> [Selected text]:
About the Lecture:
This talk joins debates that are refiguring the commons by examining industrial pollution from shipbreaking on the beaches of Sitakunda, Bangladesh, which has become a cheap destination for dismantling toxic ships. Dismantling ships in an intertidal zone creates environmental threats at multiple scales. Dispossession in this delta is more than the loss of access to common lands; rather it accelerates ‘more-than-economic’ forms of dispossession through the irreversible destruction of coastal ecologies. Such ‘enclosures by contamination’ of ‘fluid commons’ in a former colony affect health and the ability to sustain life. This illustrates the unevenness and historical contingencies of ‘Anthropocene enclosures’ and raises questions concerning bioethics and environmental justice as well as liability in global shipping.
Drawing on fieldwork with minority fishermen living in-between shipbreaking yards, shipbreaking workers, and regulatory authorities as well as global shipping stakeholders, this talk will show how people resist, adapt, and carry on living through the polluted transformations of Sitakunda’s khas (public, state-owned) coastal commons. Dewan will discuss the compounding challenges of pollution and their persisting impacts on local ecologies and livelihoods in order to raise the question of whether the current reform agenda of ‘sustainable ship recycling’ risks perpetuating the same health-harming polluting activities of the past.
About the Speaker:
Camelia Dewan is an environmental anthropologist focusing on the anthropology of development and author of Misreading the Bengal Delta: Climate Change, Development and Livelihoods in Coastal Bangladesh (2021, University of Washington Press) and "Climate refugees or labour migrants? Climate reductive translations of women’s migration from coastal Bangladesh" (2023, Journal of Peasant Studies).
She is the co-editor of two special issues "Fluid Dispossessions: Contested Waters in Capitalist Natures" (Ethnos: Journal of Anthropology) and "Scaled Ethnographies of Toxic Flows" (Environment and Planning C: Politics and Space).
Dr. Dewan holds an MSc in Development Studies (LSE) and a PhD in Social Anthropology and Environment from the University of London (SOAS/Birkbeck). As a postdoctoral research fellow at the Department of Social Anthropology at the University of Oslo since 2018 she has examined the socio-environmental effects of shipbreaking in Bangladesh and is now an Associate senior lecturer and Assistant Professor at the Department of Cultural Anthropology, Uppsala University.

> [How to complete this task]: Translate into French the following sentence from the lecture description: "Dismantling ships in an intertidal zone creates environmental threats at multiple scales." The listing is not needed for this work.

Dataset entries

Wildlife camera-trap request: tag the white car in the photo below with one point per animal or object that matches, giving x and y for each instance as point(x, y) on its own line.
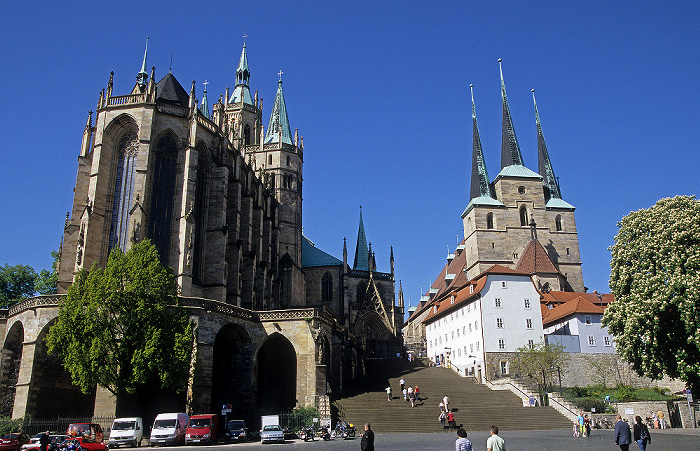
point(271, 433)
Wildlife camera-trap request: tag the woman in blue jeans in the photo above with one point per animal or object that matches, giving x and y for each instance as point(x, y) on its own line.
point(641, 433)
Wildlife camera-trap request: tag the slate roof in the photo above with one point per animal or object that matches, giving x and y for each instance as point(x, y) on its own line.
point(313, 256)
point(535, 260)
point(170, 91)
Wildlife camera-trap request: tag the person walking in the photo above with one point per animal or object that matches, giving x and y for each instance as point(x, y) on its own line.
point(641, 433)
point(623, 435)
point(495, 443)
point(462, 443)
point(367, 442)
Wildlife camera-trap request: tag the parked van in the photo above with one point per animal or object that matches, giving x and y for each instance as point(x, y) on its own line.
point(126, 431)
point(202, 429)
point(169, 429)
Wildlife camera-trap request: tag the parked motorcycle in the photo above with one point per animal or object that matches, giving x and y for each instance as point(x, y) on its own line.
point(344, 430)
point(323, 433)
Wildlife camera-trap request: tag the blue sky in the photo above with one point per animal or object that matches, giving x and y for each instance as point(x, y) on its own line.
point(380, 92)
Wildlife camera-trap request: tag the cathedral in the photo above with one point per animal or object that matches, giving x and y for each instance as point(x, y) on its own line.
point(279, 322)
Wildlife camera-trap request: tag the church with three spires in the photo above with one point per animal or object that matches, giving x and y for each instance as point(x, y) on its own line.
point(279, 323)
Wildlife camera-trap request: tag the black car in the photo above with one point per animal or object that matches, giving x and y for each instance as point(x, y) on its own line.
point(235, 431)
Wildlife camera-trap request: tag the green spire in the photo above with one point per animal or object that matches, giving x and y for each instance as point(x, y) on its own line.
point(510, 150)
point(142, 77)
point(544, 163)
point(480, 177)
point(361, 249)
point(242, 90)
point(204, 107)
point(278, 128)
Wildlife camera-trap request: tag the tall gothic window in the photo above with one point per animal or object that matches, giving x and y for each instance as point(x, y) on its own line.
point(327, 288)
point(523, 216)
point(162, 195)
point(200, 203)
point(123, 195)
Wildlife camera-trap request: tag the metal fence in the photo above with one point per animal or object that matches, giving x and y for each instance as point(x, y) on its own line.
point(33, 426)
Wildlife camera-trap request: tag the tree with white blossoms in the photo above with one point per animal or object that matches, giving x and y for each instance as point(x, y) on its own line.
point(655, 277)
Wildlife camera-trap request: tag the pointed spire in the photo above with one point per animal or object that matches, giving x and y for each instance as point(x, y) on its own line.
point(361, 250)
point(241, 93)
point(142, 77)
point(480, 177)
point(204, 107)
point(278, 129)
point(545, 165)
point(510, 150)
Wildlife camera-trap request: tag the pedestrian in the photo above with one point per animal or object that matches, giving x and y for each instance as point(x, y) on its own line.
point(623, 435)
point(44, 441)
point(587, 424)
point(367, 442)
point(495, 443)
point(462, 443)
point(451, 420)
point(641, 433)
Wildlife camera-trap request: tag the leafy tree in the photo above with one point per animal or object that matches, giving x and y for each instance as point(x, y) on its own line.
point(16, 282)
point(541, 363)
point(655, 277)
point(120, 326)
point(46, 280)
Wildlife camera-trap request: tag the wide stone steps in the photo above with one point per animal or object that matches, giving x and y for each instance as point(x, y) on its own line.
point(474, 405)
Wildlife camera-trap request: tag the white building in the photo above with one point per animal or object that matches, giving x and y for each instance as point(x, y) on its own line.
point(475, 327)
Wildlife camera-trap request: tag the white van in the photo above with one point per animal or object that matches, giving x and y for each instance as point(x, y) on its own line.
point(126, 431)
point(169, 429)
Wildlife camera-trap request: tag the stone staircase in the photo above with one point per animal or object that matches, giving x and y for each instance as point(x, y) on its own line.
point(475, 406)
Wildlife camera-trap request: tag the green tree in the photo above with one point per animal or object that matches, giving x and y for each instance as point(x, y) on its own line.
point(542, 362)
point(120, 327)
point(16, 282)
point(655, 277)
point(46, 280)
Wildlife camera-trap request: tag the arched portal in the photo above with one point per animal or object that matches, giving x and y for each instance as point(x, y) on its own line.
point(52, 392)
point(232, 371)
point(277, 375)
point(10, 360)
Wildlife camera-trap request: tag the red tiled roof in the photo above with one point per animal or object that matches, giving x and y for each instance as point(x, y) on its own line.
point(535, 260)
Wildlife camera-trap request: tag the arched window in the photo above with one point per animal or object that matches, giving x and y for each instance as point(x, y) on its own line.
point(523, 216)
point(246, 134)
point(200, 204)
point(327, 288)
point(122, 198)
point(162, 195)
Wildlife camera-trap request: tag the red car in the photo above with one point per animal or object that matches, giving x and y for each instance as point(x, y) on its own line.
point(13, 442)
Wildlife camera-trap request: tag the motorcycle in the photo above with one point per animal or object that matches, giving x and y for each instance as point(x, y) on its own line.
point(345, 430)
point(306, 433)
point(323, 433)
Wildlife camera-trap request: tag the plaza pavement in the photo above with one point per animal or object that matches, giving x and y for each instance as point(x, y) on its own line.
point(558, 440)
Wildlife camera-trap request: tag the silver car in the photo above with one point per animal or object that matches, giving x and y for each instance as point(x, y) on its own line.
point(271, 433)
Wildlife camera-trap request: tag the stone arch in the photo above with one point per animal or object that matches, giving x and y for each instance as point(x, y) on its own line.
point(51, 391)
point(277, 375)
point(232, 374)
point(10, 360)
point(162, 204)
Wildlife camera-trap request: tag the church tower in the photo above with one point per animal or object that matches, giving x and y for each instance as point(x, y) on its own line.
point(520, 206)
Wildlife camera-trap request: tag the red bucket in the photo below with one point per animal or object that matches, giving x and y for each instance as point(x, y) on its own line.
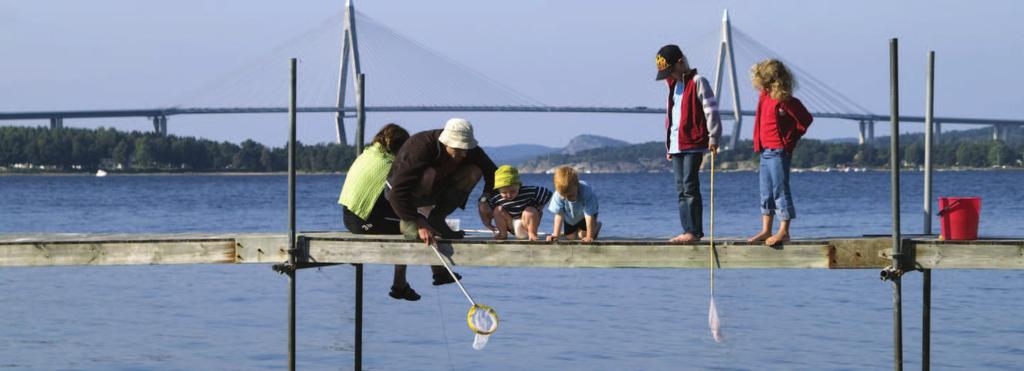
point(960, 216)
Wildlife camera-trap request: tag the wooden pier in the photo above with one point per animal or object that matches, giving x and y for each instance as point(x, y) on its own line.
point(875, 253)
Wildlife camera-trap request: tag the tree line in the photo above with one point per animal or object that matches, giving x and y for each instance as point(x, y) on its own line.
point(961, 149)
point(89, 150)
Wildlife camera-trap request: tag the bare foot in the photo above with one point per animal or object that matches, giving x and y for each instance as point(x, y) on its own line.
point(686, 237)
point(764, 235)
point(777, 239)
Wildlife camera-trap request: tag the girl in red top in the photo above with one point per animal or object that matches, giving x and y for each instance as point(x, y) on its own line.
point(781, 120)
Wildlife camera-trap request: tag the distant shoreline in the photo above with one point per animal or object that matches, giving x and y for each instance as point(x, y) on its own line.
point(278, 173)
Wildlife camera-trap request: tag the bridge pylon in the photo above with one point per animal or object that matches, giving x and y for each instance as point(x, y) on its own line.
point(349, 54)
point(725, 49)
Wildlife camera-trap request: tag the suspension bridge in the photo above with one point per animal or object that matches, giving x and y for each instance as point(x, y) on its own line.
point(452, 86)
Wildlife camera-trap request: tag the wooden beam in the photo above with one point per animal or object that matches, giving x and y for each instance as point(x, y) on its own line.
point(79, 249)
point(623, 253)
point(117, 252)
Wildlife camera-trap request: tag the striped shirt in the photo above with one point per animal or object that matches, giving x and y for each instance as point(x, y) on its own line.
point(528, 196)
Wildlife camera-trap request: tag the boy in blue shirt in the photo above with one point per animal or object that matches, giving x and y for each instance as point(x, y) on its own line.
point(574, 207)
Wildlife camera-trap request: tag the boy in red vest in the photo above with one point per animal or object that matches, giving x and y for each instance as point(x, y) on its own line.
point(691, 128)
point(781, 120)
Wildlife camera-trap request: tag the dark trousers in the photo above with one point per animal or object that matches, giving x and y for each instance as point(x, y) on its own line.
point(686, 166)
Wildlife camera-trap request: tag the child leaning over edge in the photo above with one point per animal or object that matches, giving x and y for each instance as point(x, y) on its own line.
point(517, 208)
point(780, 121)
point(574, 207)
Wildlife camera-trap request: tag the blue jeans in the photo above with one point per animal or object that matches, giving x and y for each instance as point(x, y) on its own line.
point(774, 176)
point(686, 166)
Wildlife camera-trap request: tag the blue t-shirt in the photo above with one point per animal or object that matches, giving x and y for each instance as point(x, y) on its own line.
point(572, 211)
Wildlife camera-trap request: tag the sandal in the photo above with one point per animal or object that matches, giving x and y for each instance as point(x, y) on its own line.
point(404, 293)
point(445, 279)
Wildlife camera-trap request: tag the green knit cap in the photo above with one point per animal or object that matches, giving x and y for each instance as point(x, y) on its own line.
point(506, 175)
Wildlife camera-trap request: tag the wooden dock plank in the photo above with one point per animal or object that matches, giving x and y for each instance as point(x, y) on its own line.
point(109, 249)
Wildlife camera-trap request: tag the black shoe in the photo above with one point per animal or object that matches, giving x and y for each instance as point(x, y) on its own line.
point(445, 279)
point(404, 293)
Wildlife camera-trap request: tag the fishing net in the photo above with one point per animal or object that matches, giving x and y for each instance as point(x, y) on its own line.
point(482, 321)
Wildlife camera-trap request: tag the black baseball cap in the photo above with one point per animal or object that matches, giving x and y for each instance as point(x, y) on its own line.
point(668, 55)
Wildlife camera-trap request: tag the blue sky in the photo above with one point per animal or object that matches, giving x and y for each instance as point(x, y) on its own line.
point(126, 54)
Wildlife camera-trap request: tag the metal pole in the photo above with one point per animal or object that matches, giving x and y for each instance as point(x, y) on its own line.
point(926, 322)
point(291, 219)
point(929, 115)
point(926, 312)
point(360, 111)
point(894, 170)
point(358, 317)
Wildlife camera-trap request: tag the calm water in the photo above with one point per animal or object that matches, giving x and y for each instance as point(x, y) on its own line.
point(235, 318)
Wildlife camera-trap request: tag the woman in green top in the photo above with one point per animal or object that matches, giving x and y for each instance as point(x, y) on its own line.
point(363, 203)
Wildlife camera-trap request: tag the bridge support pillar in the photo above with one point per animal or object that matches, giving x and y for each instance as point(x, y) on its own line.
point(862, 133)
point(160, 125)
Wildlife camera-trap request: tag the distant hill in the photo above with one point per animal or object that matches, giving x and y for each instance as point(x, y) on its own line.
point(516, 154)
point(588, 141)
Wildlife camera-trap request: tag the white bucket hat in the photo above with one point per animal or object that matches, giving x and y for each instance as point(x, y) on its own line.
point(458, 133)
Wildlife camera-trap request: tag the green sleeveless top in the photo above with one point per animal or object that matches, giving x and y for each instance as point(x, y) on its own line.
point(365, 180)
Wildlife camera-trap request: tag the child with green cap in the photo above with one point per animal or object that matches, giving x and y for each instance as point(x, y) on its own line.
point(517, 208)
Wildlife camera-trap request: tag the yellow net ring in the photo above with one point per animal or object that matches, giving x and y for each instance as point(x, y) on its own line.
point(483, 311)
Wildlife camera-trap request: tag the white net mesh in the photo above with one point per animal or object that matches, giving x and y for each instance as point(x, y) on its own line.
point(483, 321)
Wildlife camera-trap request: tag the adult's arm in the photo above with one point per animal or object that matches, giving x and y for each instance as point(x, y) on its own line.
point(481, 160)
point(407, 172)
point(710, 104)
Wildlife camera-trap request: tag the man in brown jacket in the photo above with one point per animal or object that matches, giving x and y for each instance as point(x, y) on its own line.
point(438, 169)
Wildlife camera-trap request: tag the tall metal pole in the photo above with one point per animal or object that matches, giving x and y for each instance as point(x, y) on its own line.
point(897, 251)
point(737, 116)
point(929, 115)
point(291, 219)
point(358, 318)
point(926, 315)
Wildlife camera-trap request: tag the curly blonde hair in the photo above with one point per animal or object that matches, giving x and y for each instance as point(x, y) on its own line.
point(772, 76)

> [Your response]: Le démantèlement de navires dans une zone intertidale crée des menaces environnementales à plusieurs échelles.